§ **Activity**:
I would like every line of the records below that contains the word "column" copied.

[Records drawn from a dataset]
--*--
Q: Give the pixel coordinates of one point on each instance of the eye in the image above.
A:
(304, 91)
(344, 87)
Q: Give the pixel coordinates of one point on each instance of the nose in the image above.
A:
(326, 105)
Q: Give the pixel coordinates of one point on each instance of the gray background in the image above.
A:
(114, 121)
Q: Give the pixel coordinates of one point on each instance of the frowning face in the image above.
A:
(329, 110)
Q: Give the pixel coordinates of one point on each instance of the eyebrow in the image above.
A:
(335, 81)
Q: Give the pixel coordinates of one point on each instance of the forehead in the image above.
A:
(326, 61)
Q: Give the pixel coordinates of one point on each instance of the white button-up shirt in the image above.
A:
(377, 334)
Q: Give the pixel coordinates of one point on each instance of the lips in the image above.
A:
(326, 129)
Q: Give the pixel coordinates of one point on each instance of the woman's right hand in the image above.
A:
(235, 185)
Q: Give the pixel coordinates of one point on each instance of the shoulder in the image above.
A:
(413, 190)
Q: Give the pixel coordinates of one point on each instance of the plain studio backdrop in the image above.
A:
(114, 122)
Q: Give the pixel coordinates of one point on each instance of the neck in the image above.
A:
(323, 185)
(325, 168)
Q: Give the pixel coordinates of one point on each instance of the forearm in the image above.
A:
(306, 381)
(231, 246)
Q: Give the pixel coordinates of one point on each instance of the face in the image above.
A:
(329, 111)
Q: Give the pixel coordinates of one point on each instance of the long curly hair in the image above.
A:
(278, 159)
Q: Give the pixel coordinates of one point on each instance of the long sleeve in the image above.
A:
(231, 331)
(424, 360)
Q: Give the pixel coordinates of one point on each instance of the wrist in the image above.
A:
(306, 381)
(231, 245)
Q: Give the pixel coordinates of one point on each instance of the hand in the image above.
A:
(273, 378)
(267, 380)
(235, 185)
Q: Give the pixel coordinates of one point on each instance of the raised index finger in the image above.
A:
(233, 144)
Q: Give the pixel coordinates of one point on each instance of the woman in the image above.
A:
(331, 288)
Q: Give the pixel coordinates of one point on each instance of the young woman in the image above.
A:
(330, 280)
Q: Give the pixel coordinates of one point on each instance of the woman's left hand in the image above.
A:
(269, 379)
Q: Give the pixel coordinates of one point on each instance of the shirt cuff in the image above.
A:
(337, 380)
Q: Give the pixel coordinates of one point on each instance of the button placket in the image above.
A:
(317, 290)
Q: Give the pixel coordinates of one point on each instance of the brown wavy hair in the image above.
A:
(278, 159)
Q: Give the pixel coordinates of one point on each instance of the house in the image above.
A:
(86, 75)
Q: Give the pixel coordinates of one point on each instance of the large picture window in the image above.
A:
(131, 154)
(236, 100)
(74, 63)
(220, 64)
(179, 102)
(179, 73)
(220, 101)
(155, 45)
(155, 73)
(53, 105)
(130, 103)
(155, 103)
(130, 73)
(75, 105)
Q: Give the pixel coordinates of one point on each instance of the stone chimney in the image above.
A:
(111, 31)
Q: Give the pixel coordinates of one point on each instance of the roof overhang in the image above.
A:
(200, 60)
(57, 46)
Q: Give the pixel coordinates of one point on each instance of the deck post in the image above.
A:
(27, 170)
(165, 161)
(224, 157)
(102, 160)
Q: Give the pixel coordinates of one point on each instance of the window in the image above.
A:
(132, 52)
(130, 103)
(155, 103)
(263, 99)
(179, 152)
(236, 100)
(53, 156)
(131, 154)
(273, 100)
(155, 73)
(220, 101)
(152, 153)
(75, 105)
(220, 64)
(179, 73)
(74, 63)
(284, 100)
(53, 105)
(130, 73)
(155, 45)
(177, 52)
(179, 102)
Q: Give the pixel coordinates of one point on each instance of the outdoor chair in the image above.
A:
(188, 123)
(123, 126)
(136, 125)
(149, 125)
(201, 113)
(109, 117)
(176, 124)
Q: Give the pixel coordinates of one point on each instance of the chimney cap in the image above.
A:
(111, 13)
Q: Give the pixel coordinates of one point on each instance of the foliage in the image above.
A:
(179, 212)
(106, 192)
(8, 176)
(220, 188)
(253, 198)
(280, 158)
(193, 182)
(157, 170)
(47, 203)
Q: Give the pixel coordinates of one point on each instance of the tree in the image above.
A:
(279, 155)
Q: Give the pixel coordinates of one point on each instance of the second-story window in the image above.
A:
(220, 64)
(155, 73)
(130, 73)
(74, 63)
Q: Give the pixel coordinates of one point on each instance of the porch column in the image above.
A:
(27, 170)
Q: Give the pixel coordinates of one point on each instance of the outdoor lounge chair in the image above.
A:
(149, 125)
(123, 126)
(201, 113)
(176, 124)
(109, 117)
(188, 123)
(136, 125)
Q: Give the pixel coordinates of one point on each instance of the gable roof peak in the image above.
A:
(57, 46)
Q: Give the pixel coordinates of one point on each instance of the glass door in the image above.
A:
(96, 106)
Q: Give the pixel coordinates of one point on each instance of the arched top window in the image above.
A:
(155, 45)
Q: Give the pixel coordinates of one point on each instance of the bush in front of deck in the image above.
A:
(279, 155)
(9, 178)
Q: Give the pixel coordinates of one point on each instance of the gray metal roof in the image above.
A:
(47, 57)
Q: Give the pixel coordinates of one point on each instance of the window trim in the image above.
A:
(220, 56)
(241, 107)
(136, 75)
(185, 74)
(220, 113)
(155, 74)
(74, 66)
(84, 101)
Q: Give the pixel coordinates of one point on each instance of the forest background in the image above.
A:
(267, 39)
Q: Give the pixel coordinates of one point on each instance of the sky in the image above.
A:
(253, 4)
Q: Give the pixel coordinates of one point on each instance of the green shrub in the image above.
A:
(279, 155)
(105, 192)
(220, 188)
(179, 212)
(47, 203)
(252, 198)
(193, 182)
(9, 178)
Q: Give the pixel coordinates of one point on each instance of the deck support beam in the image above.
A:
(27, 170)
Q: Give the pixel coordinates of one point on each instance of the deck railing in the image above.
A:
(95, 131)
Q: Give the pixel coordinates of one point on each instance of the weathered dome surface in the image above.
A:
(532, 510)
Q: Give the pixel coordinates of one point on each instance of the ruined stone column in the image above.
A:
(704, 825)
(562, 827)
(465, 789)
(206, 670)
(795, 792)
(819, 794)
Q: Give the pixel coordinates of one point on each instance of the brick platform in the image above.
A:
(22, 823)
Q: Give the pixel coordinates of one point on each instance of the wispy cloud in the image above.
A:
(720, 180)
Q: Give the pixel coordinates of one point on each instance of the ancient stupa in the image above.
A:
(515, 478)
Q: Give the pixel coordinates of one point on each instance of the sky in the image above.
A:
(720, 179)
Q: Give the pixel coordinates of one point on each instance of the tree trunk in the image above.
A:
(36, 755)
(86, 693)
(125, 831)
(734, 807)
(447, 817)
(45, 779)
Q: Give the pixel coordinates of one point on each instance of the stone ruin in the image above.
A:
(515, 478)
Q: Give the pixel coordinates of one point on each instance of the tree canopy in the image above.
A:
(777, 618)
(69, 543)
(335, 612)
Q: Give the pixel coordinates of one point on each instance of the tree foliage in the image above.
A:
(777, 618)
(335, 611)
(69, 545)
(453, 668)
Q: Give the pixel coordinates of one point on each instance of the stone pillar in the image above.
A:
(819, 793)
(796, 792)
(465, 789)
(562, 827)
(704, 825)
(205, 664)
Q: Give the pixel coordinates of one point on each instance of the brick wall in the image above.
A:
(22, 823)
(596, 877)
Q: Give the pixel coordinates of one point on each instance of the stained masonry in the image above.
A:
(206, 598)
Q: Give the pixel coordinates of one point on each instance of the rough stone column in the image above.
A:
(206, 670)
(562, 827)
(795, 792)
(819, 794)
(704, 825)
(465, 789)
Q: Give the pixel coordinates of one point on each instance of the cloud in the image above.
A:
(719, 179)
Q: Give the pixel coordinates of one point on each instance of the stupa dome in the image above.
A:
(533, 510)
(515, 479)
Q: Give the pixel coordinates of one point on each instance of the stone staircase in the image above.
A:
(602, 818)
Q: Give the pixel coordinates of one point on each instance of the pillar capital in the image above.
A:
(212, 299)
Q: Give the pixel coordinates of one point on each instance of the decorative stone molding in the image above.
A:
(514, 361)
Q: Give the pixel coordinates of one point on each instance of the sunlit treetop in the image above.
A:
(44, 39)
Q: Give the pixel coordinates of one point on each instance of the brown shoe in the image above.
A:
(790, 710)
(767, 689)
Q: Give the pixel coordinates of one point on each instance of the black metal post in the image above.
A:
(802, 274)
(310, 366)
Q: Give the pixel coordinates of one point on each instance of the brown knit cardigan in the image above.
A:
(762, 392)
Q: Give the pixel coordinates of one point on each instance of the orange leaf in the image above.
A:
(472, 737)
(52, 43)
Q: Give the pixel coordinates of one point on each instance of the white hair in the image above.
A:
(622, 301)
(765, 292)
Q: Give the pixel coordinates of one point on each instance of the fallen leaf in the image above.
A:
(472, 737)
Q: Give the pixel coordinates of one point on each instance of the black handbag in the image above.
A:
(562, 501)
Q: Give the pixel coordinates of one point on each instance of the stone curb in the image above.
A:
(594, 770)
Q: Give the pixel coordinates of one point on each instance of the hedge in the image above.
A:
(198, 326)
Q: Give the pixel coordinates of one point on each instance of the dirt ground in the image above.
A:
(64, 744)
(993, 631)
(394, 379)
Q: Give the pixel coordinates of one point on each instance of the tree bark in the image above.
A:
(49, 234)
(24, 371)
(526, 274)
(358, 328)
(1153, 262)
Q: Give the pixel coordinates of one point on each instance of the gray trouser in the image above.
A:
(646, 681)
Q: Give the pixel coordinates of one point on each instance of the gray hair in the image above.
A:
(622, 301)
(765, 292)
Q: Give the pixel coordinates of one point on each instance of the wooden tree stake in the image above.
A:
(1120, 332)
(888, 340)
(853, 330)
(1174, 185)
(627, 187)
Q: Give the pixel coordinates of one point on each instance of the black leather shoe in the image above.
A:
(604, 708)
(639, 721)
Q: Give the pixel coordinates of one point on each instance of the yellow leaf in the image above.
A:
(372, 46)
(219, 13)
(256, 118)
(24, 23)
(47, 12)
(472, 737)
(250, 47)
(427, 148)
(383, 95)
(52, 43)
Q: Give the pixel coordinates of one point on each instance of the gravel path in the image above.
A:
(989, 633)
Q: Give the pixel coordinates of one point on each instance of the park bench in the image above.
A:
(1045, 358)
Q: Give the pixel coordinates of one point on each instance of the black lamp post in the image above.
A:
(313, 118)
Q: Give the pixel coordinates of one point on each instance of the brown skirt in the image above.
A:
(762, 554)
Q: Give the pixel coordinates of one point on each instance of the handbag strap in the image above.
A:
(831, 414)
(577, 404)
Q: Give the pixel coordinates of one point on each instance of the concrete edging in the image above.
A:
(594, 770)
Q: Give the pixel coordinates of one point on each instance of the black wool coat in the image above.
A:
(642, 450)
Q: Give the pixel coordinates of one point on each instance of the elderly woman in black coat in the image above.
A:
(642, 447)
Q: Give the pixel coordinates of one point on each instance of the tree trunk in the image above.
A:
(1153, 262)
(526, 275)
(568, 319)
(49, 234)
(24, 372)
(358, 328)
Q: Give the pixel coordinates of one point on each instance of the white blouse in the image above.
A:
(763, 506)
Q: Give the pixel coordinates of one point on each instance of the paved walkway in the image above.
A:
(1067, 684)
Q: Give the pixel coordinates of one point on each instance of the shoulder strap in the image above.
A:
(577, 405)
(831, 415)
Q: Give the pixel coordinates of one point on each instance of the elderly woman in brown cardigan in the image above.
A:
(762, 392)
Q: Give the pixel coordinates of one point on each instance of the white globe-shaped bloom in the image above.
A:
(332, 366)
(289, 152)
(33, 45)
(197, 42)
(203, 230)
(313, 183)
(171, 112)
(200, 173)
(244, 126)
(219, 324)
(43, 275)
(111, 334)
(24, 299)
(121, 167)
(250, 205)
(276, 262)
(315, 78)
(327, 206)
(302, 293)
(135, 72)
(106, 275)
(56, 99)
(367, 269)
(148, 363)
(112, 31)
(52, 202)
--*--
§ **Answer to the problem**:
Q: Give the pixel coordinates of one point on each instance of the porch column in the image above.
Q: Give the pixel coordinates of one point on each instance of the ruined stone column in the image above.
Q: Give the pixel coordinates of one point on each instance of the rough stone column in the image above.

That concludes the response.